_Aim_. Rewrite the lines from the line with "Where can you see the crowd" up to and including the line with "(1292, 589)", keeping the requests. Scale every point coordinate in the answers by 0.6, round each to a whole number with halves going up, and leave the pictures out.

_Records to process_.
--------

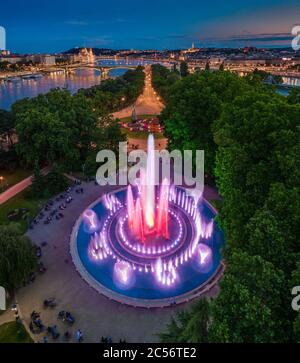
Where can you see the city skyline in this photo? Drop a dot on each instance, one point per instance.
(54, 27)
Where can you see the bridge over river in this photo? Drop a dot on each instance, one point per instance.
(104, 70)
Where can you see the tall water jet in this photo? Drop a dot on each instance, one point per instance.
(162, 225)
(130, 207)
(150, 184)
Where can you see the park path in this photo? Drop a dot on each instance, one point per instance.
(19, 187)
(148, 103)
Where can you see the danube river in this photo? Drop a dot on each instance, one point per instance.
(19, 88)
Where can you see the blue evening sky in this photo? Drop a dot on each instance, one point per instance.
(57, 25)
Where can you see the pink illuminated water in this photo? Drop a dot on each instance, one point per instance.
(143, 217)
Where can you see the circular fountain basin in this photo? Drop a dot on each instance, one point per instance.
(193, 275)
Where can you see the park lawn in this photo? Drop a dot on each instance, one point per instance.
(129, 118)
(20, 201)
(13, 332)
(13, 177)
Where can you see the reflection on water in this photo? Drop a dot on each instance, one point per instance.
(291, 81)
(81, 78)
(16, 90)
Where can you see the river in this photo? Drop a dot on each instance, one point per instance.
(20, 88)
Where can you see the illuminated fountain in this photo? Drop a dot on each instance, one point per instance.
(149, 242)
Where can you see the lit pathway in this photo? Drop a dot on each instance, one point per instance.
(19, 187)
(147, 103)
(95, 315)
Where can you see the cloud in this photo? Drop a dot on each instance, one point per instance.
(76, 22)
(263, 37)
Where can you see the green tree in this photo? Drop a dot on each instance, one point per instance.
(189, 326)
(249, 307)
(17, 257)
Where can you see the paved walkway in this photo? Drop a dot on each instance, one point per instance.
(95, 315)
(19, 187)
(147, 103)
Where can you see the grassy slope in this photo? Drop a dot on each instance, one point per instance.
(13, 332)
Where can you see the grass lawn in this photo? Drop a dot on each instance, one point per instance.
(13, 177)
(13, 332)
(20, 201)
(139, 134)
(127, 119)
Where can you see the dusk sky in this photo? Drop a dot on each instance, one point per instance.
(57, 25)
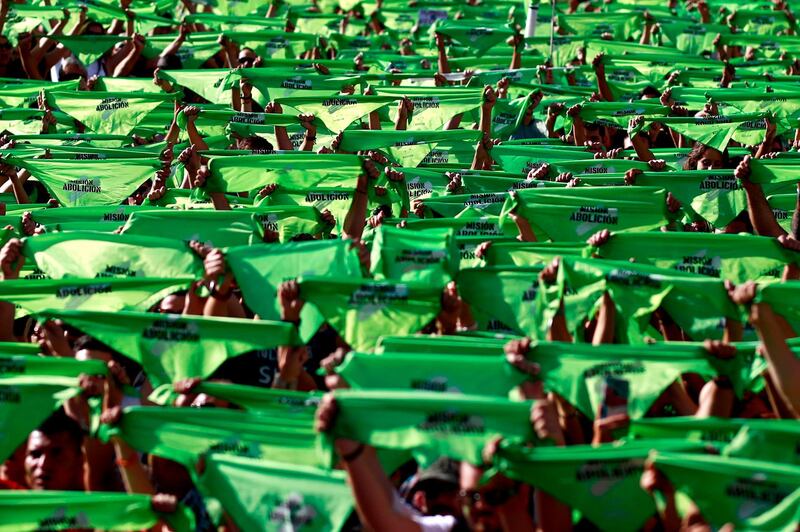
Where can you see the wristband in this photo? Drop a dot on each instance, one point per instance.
(352, 456)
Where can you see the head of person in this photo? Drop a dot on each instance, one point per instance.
(94, 28)
(169, 62)
(649, 93)
(479, 501)
(598, 134)
(434, 490)
(254, 143)
(71, 69)
(247, 58)
(704, 157)
(54, 456)
(6, 50)
(173, 303)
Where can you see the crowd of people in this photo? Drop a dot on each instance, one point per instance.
(399, 265)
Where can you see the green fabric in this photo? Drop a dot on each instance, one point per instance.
(106, 217)
(213, 228)
(88, 49)
(601, 481)
(274, 43)
(195, 50)
(476, 36)
(718, 432)
(78, 183)
(783, 206)
(71, 510)
(433, 373)
(577, 372)
(618, 114)
(503, 298)
(108, 294)
(697, 304)
(205, 82)
(293, 170)
(259, 270)
(272, 496)
(108, 112)
(409, 148)
(716, 195)
(172, 347)
(575, 214)
(714, 131)
(103, 255)
(749, 494)
(337, 112)
(434, 107)
(420, 256)
(773, 171)
(185, 434)
(781, 297)
(735, 257)
(26, 401)
(436, 424)
(361, 310)
(30, 365)
(273, 401)
(275, 83)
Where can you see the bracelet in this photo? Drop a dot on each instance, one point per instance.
(221, 296)
(350, 457)
(126, 462)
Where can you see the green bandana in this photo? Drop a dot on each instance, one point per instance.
(205, 82)
(184, 434)
(734, 257)
(572, 214)
(716, 195)
(337, 112)
(108, 294)
(503, 299)
(218, 229)
(172, 347)
(26, 401)
(749, 494)
(80, 183)
(434, 423)
(251, 172)
(265, 495)
(433, 373)
(88, 49)
(362, 310)
(420, 256)
(475, 36)
(699, 305)
(434, 107)
(579, 372)
(409, 148)
(601, 481)
(259, 270)
(73, 510)
(714, 131)
(104, 255)
(108, 112)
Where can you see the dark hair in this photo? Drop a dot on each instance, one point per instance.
(697, 153)
(91, 344)
(169, 62)
(254, 143)
(651, 91)
(59, 422)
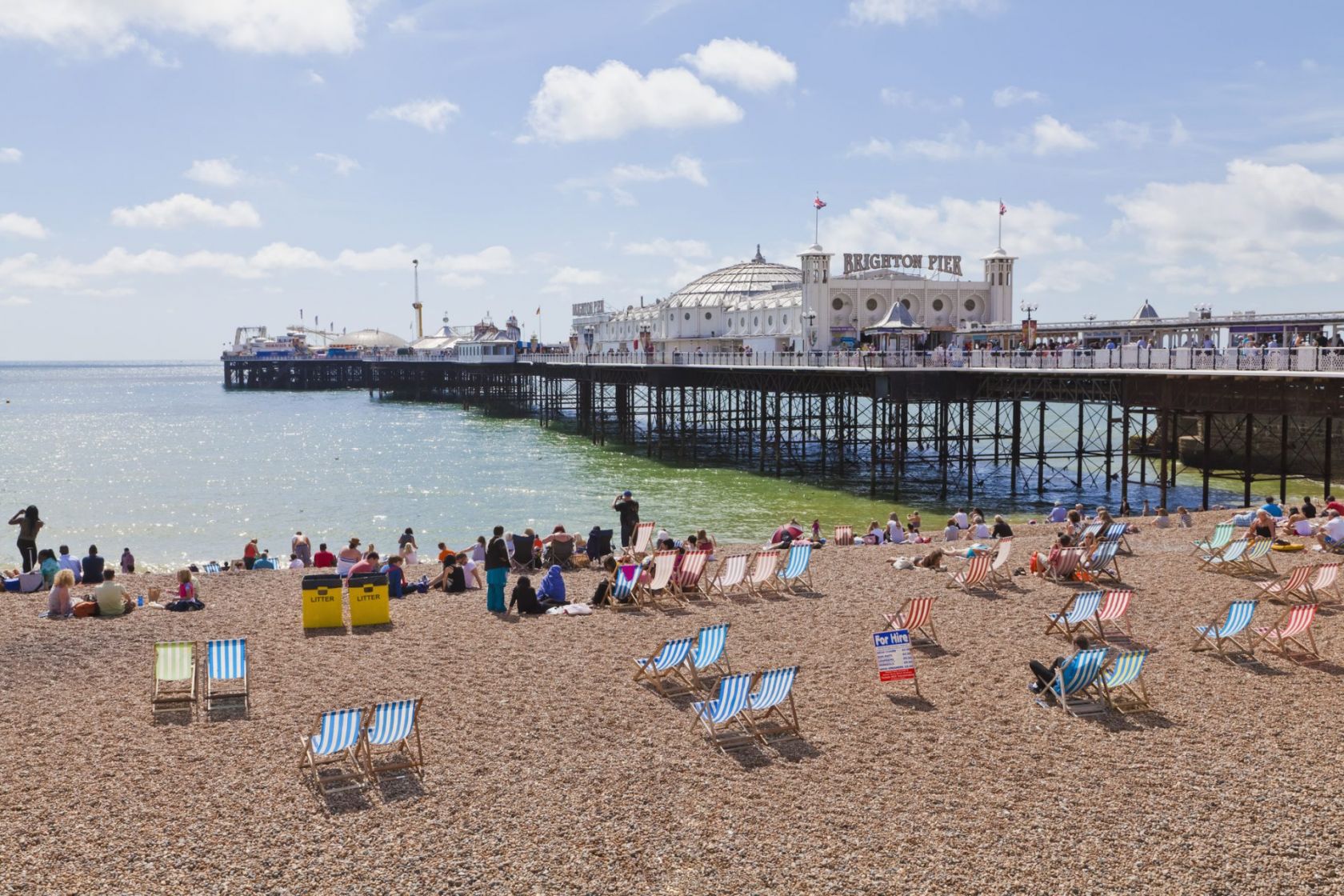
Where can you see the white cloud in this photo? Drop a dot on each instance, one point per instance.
(340, 164)
(430, 114)
(1051, 136)
(905, 11)
(116, 26)
(185, 210)
(1011, 96)
(574, 105)
(1260, 226)
(952, 226)
(21, 226)
(668, 247)
(742, 63)
(217, 172)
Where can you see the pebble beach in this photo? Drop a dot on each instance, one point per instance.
(550, 771)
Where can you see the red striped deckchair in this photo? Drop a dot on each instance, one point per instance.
(1288, 632)
(976, 575)
(915, 617)
(1292, 589)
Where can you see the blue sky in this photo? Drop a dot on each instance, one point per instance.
(170, 171)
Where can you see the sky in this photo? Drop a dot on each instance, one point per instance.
(171, 171)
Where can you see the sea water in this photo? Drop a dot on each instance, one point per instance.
(160, 458)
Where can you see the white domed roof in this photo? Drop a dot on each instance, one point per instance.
(756, 276)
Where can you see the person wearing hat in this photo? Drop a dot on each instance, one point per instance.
(630, 510)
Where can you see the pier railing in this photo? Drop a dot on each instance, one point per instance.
(1330, 360)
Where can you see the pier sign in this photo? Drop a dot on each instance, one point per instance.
(895, 662)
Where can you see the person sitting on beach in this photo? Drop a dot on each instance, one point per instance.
(59, 603)
(1045, 674)
(324, 559)
(187, 597)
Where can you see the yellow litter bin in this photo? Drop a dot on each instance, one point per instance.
(322, 602)
(369, 605)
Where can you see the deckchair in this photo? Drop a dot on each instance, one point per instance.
(707, 656)
(1327, 578)
(1078, 678)
(1222, 636)
(338, 741)
(659, 586)
(976, 575)
(663, 670)
(761, 575)
(686, 579)
(1215, 543)
(915, 617)
(624, 594)
(1066, 562)
(1122, 682)
(770, 714)
(175, 678)
(999, 570)
(1102, 562)
(1285, 633)
(226, 661)
(722, 716)
(642, 535)
(1075, 615)
(1229, 555)
(395, 722)
(796, 571)
(729, 577)
(1294, 583)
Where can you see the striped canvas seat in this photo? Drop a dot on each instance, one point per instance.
(175, 678)
(730, 575)
(395, 723)
(1221, 636)
(770, 712)
(226, 670)
(722, 716)
(915, 617)
(663, 670)
(1289, 630)
(798, 570)
(1075, 615)
(1122, 682)
(332, 754)
(976, 575)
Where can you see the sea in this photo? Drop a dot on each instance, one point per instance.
(159, 458)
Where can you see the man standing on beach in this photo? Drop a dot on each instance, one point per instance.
(630, 510)
(496, 571)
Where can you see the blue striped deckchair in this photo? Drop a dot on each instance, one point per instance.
(1104, 563)
(1075, 678)
(226, 660)
(722, 716)
(624, 594)
(336, 742)
(707, 656)
(175, 678)
(796, 570)
(1075, 615)
(1221, 538)
(1230, 554)
(1222, 636)
(770, 714)
(1122, 682)
(663, 670)
(395, 722)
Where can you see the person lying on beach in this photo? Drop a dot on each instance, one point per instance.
(1045, 674)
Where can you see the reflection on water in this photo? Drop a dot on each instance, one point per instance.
(160, 458)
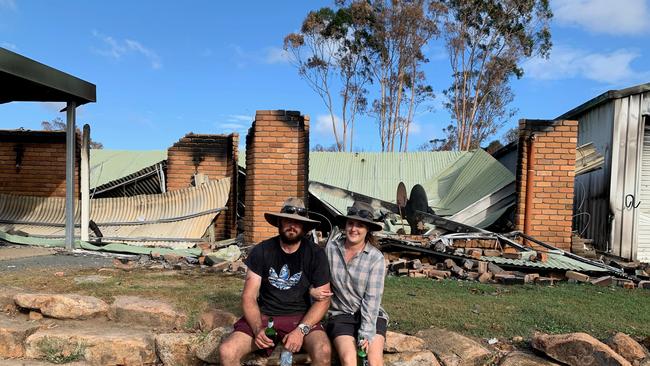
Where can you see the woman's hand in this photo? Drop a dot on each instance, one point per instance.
(320, 294)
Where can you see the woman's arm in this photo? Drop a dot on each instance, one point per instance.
(372, 300)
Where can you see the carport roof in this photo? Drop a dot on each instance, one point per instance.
(25, 80)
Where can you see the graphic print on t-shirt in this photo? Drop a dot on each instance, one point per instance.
(283, 281)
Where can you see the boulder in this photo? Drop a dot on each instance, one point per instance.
(208, 349)
(65, 306)
(214, 318)
(453, 349)
(577, 349)
(81, 280)
(419, 358)
(12, 336)
(397, 343)
(7, 294)
(177, 349)
(93, 344)
(627, 347)
(154, 313)
(37, 363)
(525, 359)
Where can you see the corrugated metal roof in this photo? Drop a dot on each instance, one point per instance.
(149, 180)
(175, 219)
(109, 165)
(452, 180)
(555, 261)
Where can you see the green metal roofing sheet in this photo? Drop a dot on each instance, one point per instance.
(109, 165)
(452, 180)
(555, 261)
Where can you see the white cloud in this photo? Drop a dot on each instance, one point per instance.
(604, 16)
(8, 4)
(9, 46)
(116, 49)
(415, 128)
(275, 55)
(239, 118)
(231, 126)
(323, 125)
(566, 63)
(55, 107)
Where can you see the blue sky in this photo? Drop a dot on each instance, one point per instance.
(164, 68)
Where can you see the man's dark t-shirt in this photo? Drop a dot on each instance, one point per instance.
(286, 278)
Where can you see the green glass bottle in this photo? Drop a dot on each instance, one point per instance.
(361, 353)
(270, 330)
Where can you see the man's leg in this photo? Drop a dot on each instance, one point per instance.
(347, 350)
(236, 346)
(376, 351)
(318, 346)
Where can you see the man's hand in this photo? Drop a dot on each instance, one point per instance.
(262, 341)
(320, 293)
(364, 344)
(293, 340)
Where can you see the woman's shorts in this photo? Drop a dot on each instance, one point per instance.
(349, 324)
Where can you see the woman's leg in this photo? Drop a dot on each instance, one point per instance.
(376, 351)
(346, 349)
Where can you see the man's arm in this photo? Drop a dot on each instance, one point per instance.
(293, 340)
(251, 310)
(317, 309)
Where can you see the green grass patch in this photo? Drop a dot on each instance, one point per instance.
(505, 311)
(413, 304)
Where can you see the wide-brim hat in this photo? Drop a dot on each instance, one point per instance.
(294, 209)
(363, 213)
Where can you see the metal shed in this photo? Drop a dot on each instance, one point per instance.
(612, 205)
(25, 80)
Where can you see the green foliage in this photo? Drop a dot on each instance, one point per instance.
(59, 352)
(486, 41)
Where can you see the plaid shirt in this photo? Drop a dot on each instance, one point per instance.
(357, 285)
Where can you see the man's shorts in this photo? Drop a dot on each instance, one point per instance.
(283, 325)
(349, 324)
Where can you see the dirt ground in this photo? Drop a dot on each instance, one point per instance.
(18, 258)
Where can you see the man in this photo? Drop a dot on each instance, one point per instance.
(280, 272)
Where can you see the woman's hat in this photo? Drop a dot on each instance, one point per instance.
(293, 208)
(362, 212)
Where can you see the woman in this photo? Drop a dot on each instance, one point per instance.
(357, 279)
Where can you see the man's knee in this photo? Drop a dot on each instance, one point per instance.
(230, 351)
(227, 353)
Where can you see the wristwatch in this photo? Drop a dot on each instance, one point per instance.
(304, 328)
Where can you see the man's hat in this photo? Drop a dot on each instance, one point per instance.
(294, 209)
(362, 212)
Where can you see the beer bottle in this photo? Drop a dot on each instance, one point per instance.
(270, 330)
(361, 353)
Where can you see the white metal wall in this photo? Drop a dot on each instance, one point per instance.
(591, 200)
(625, 171)
(643, 232)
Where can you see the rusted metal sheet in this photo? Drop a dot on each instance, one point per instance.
(175, 219)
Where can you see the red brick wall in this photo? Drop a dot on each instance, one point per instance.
(555, 149)
(214, 156)
(42, 170)
(277, 161)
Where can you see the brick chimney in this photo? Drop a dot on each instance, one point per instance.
(277, 163)
(553, 164)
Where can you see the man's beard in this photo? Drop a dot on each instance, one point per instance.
(290, 238)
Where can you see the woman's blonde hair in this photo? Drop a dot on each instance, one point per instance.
(370, 237)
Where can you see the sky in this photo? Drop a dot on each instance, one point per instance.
(167, 68)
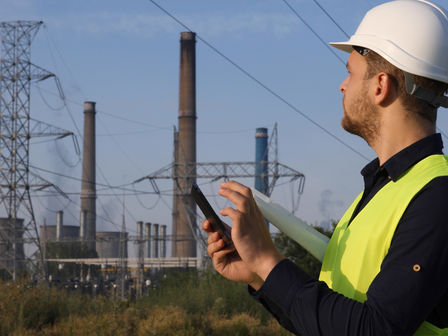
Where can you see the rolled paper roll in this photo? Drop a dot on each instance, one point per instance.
(309, 238)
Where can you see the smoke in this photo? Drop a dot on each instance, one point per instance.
(59, 162)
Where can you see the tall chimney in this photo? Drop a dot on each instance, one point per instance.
(88, 186)
(82, 225)
(148, 240)
(184, 242)
(155, 245)
(59, 225)
(163, 241)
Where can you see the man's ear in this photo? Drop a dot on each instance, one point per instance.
(384, 89)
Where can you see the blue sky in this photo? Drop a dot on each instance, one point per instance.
(124, 55)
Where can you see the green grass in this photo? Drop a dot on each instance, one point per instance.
(184, 303)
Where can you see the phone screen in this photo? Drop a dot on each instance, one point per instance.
(217, 224)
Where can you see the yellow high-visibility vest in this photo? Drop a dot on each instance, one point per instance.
(355, 252)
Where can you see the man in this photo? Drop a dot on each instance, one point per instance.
(385, 270)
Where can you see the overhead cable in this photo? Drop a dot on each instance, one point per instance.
(331, 18)
(272, 92)
(314, 32)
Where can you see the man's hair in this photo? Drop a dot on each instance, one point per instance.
(377, 64)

--------

_Task solution_.
Where can you see the crowd of people in this photo? Drop a dot on each instance, one point per instance.
(239, 159)
Where can you see the green fabric in this photo? Drop a dot on each instance, one point per instance.
(64, 130)
(128, 137)
(53, 29)
(361, 289)
(164, 26)
(117, 30)
(286, 22)
(431, 259)
(47, 110)
(470, 124)
(43, 306)
(260, 224)
(346, 223)
(371, 68)
(302, 179)
(65, 176)
(418, 182)
(123, 49)
(176, 102)
(155, 162)
(163, 298)
(65, 67)
(245, 89)
(430, 117)
(103, 208)
(345, 128)
(428, 79)
(62, 153)
(449, 296)
(202, 67)
(260, 64)
(252, 154)
(464, 103)
(111, 260)
(469, 178)
(441, 154)
(16, 241)
(262, 254)
(217, 186)
(18, 219)
(164, 241)
(165, 50)
Where can you see the bracelet in this photo? Drop a dot on each instance, one point per instance.
(133, 178)
(210, 274)
(76, 277)
Where can you see the green bandana in this photo? Drop a dot on each instance, one point per instance.
(123, 49)
(110, 260)
(440, 154)
(343, 128)
(430, 117)
(202, 67)
(65, 176)
(302, 179)
(131, 137)
(103, 208)
(16, 241)
(449, 296)
(48, 110)
(260, 254)
(151, 103)
(159, 297)
(260, 224)
(53, 29)
(217, 186)
(252, 154)
(285, 22)
(419, 183)
(260, 64)
(347, 223)
(245, 89)
(361, 289)
(155, 162)
(44, 306)
(428, 79)
(62, 153)
(65, 67)
Where can you see the dark hair in this photo? Drop a dot on each instance, one point per instance.
(418, 92)
(55, 206)
(101, 37)
(152, 86)
(391, 55)
(35, 253)
Where can you see the white cloud in this photo? Drop a dot on each instance, one point per instance.
(204, 98)
(258, 68)
(631, 82)
(543, 7)
(70, 16)
(111, 126)
(607, 58)
(344, 63)
(756, 136)
(571, 136)
(13, 136)
(401, 148)
(445, 38)
(130, 103)
Where can you see the pebble beach in this photo? Drop a dot on each instance, one point per instance.
(330, 463)
Where can you see the red striped deckchair in this photo? Drop a dot on each instance, one point per instance.
(773, 379)
(586, 345)
(549, 370)
(775, 353)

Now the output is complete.